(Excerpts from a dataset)
-----

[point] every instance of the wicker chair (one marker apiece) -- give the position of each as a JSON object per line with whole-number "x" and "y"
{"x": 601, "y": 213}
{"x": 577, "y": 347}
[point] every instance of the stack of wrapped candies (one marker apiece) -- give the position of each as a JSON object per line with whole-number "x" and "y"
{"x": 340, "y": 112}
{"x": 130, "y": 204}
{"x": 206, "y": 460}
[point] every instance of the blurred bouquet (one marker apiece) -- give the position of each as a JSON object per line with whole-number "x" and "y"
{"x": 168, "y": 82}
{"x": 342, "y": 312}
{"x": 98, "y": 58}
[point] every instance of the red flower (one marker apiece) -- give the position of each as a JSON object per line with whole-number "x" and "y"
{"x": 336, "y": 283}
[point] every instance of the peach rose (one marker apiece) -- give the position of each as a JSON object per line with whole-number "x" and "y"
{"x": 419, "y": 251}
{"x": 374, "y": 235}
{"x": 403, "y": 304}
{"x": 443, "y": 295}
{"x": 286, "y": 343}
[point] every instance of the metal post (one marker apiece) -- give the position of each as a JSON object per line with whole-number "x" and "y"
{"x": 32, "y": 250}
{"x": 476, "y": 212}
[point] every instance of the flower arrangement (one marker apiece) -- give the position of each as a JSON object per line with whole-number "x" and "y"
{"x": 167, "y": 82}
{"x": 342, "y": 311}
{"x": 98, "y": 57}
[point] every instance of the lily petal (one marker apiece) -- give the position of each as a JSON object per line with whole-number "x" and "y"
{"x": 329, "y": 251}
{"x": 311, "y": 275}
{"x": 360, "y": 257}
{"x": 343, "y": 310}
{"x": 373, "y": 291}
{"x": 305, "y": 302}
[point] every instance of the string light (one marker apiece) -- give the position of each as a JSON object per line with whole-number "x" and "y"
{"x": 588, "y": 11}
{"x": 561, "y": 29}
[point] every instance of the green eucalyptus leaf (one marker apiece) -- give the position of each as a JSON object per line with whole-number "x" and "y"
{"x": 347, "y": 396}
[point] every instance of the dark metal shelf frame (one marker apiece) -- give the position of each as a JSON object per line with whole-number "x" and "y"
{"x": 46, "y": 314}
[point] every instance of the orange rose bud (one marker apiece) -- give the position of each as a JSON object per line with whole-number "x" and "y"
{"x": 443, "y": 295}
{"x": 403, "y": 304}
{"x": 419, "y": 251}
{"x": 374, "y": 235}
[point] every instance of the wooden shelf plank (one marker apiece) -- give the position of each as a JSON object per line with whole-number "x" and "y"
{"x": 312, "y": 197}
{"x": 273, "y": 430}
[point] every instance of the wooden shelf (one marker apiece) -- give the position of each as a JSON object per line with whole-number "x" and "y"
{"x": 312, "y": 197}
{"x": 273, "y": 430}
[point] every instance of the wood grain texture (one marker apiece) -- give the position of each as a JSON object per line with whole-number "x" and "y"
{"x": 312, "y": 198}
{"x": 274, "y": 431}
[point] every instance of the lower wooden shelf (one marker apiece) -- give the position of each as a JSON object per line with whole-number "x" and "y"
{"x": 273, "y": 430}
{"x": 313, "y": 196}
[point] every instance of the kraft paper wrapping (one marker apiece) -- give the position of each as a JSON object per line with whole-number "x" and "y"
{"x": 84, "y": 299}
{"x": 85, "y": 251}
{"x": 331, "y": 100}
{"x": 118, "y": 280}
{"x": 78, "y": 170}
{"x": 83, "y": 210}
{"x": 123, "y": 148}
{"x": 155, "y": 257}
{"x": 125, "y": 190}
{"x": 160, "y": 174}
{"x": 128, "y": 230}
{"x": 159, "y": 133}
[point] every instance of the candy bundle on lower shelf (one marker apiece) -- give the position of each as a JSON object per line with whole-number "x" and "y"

-----

▸ **TASK ITEM**: The entries above, copied exactly, form the whole answer.

▸ **OUTPUT BELOW**:
[point] every instance of the wicker chair (one marker apiece) -- give the position of each as a JSON object per line with whole-number "x" and "y"
{"x": 601, "y": 213}
{"x": 577, "y": 347}
[point] every instance of the stack of wrapped candies (one marker apiece) -- give the position of each as a JSON object per line with whole-number "x" and "y"
{"x": 340, "y": 112}
{"x": 130, "y": 204}
{"x": 206, "y": 460}
[point] every instance of the blurred bouquet (one marker apiece) -- give the position of each as a JSON object per line with whole-number "x" and "y"
{"x": 168, "y": 82}
{"x": 342, "y": 312}
{"x": 98, "y": 58}
[point] every instance of the red flower (one marker apiece) -- give the position of each as a JSON object per line with whole-number "x" and "y"
{"x": 336, "y": 283}
[point] every instance of the peach rose (one marker apiece) -- give the position of each as a JSON object per line with whole-number "x" and "y"
{"x": 419, "y": 251}
{"x": 374, "y": 235}
{"x": 403, "y": 304}
{"x": 443, "y": 295}
{"x": 286, "y": 343}
[point] every instance of the metal post (one marker apiece) -- give the position of each as a JSON object per line with whole-number "x" and "y"
{"x": 32, "y": 250}
{"x": 476, "y": 212}
[point] every instance of the flower arrangement (one marker apiece) -- give the position of each as a JSON object per line with whole-number "x" and "y"
{"x": 167, "y": 82}
{"x": 342, "y": 311}
{"x": 98, "y": 57}
[point] every instance of the lily petal (one marker apiece) -- give the position of each as a JSON object per line with whole-number "x" and "y"
{"x": 329, "y": 251}
{"x": 311, "y": 275}
{"x": 360, "y": 257}
{"x": 343, "y": 310}
{"x": 373, "y": 291}
{"x": 305, "y": 302}
[point] every instance of the string light (one marker apiece) -- give the position of each as a JSON object per line with whole-number "x" and "y"
{"x": 588, "y": 11}
{"x": 561, "y": 29}
[point] every instance of the green eucalyptus leaf (one marker apiece) -- give the position of each as a JSON object per line with whole-number "x" and "y"
{"x": 347, "y": 396}
[point] every instance of the dark metal shelf frame (one marker apiece) -- give the position of each as a JSON object per line with whole-number "x" and "y"
{"x": 46, "y": 314}
[point] every instance of the orange rose bud (one marker apiece) -- give the position of each as a JSON object per line with whole-number "x" and "y"
{"x": 443, "y": 295}
{"x": 403, "y": 304}
{"x": 419, "y": 251}
{"x": 374, "y": 235}
[point] every instance of the wooden shelf plank (one marker apiece) -- give the position of each as a JSON object per line with whole-number "x" and "y"
{"x": 312, "y": 197}
{"x": 273, "y": 430}
[point] every instance of the wooden shelf (one marker apiece) -- give the position of each as a JSON object per line with whole-number "x" and "y"
{"x": 312, "y": 197}
{"x": 273, "y": 430}
[point] every instance of the wood grain texture (one marker apiece) -- give the position of each as a JSON object per line with whole-number "x" and "y"
{"x": 312, "y": 198}
{"x": 274, "y": 431}
[point] every instance of the lower wooden shelf (one marker apiece) -- give the position of each as a JSON object per line with whole-number "x" and "y"
{"x": 273, "y": 430}
{"x": 313, "y": 196}
[point] every instance of the kraft paper wrapping (one marker apiece) -- give the position of each as a JSON object per line with whole-number "x" and "y"
{"x": 84, "y": 299}
{"x": 85, "y": 251}
{"x": 331, "y": 100}
{"x": 118, "y": 280}
{"x": 78, "y": 170}
{"x": 83, "y": 210}
{"x": 123, "y": 148}
{"x": 155, "y": 257}
{"x": 125, "y": 190}
{"x": 160, "y": 174}
{"x": 128, "y": 230}
{"x": 159, "y": 133}
[point] every instance of the candy bundle on lower shelf (one marker apiece) -- give the position of each as a JSON object per line with whole-number "x" and "y"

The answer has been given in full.